‘I have emptied a cesspool, and the smell of it was rose-water compared with the smell of these graves.’ So declared a gravedigger during an 1842 enquiry into the state of London’s graveyards, a problem acknowledged even in Shakespeare’s day …
‘Tis now the very witching time of night
When churchyards yawn, and hell itself breathes out
Contagion to this world.
(Hamlet’s soliloquy Act 3 Scene 2)
Fear of the ‘miasma’ and cholera eventually led to legislation being passed to prohibit new interments and allow graveyard clearance.
Despite the fact that widespread use of City churchyards as burial grounds ceased over 150 years ago, the remaining sites often still carry an atmosphere of serenity and a link with Londoners long deceased. These folk lived, worked and died here and played their part in the City we see today. Despite fires, war and redevelopment, some still rest here, although bones and stones may have long been separated.
So this is a short journey showing a few of these places before and after the Second World War and what remains of memorials to previous ‘residents’.
First up is my local church, St Giles Cripplegate, which has many connections with the famous. Oliver Cromwell was married here, it is the final resting place of John Milton and two of Shakespeare’s nephews were christened here. Sadly the church was badly damaged in the war and the graveyard almost completely destroyed.
Here is how it looked in 1815 …
And how it looks now …
Some memorials can still be read … …
The deaths in the Williams family, recorded over the years 1802 to 1840, give typical examples of the high incidence of child mortality.
Some other memorials have traces of their original decoration …
Nearby in Smithfield, St Bartholomew the Great, the oldest church in the City, survived the Great Fire of 1666 and two World Wars and would be on my must-see list for anyone interested in church architecture.

**LIST OF TASKS**
**a.** In the text on London's City churchyards, which church is the final resting place of John Milton?
**b.** Rewrite the text on London's City churchyards from "Here is how" to "in church architecture.", substituting "headstones" for "memorials".
**c.** Extend the account of London's City churchyards, continuing from the point at which it ends.

**DATA LISTING**
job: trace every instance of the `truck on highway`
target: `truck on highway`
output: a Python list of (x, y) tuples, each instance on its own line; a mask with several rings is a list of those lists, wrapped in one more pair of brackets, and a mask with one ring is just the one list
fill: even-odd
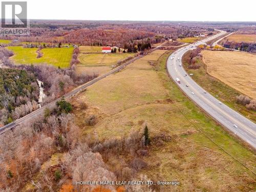
[(178, 77), (176, 78), (176, 80), (179, 83), (180, 83), (180, 80)]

**ANSWERS BELOW**
**a.** St Giles Cripplegate

**b.**
Here is how it looked in 1815 …
And how it looks now …
Some headstones can still be read … …
The deaths in the Williams family, recorded over the years 1802 to 1840, give typical examples of the high incidence of child mortality.
Some other headstones have traces of their original decoration …
Nearby in Smithfield, St Bartholomew the Great, the oldest church in the City, survived the Great Fire of 1666 and two World Wars and would be on my must-see list for anyone interested in church architecture.

**c.**
The graveyard was in constant use until the 1840s …
The graveyard space has been tidied up. This memorial rests against the wall …
The site now looking towards the church …
Designed by Wren and completed in 1704, Christ Church Greyfriars, on the corner of Newgate Street and King Edward Street, looked like this in the 1830s …
On the night of 29 December 1941, incendiary bombs created the ‘Second Great Fire of London’, and Christ Church was one of its victims …
These walls and the tower are all that remain but are laid out as a very attractive garden …
You can read more about this and other churches in my 28 December 2017 blog The City’s lone church towers and the Blitz.
When graveyards were cleared it became common practice over the years to line up old memorials against the wall …
As always, St Vedast alias Foster in Foster Lane EC2 is worth a visit …
Overlooking the little garden is this memorial …
As far as I can discover, ‘Petro’, as his friends called him, was a White Russian who had taken French nationality. He became a member of the Special Operations Executive and, being a supporter of the Free French, he joined the Volunteers in December 1941 and was subsequently wounded in action.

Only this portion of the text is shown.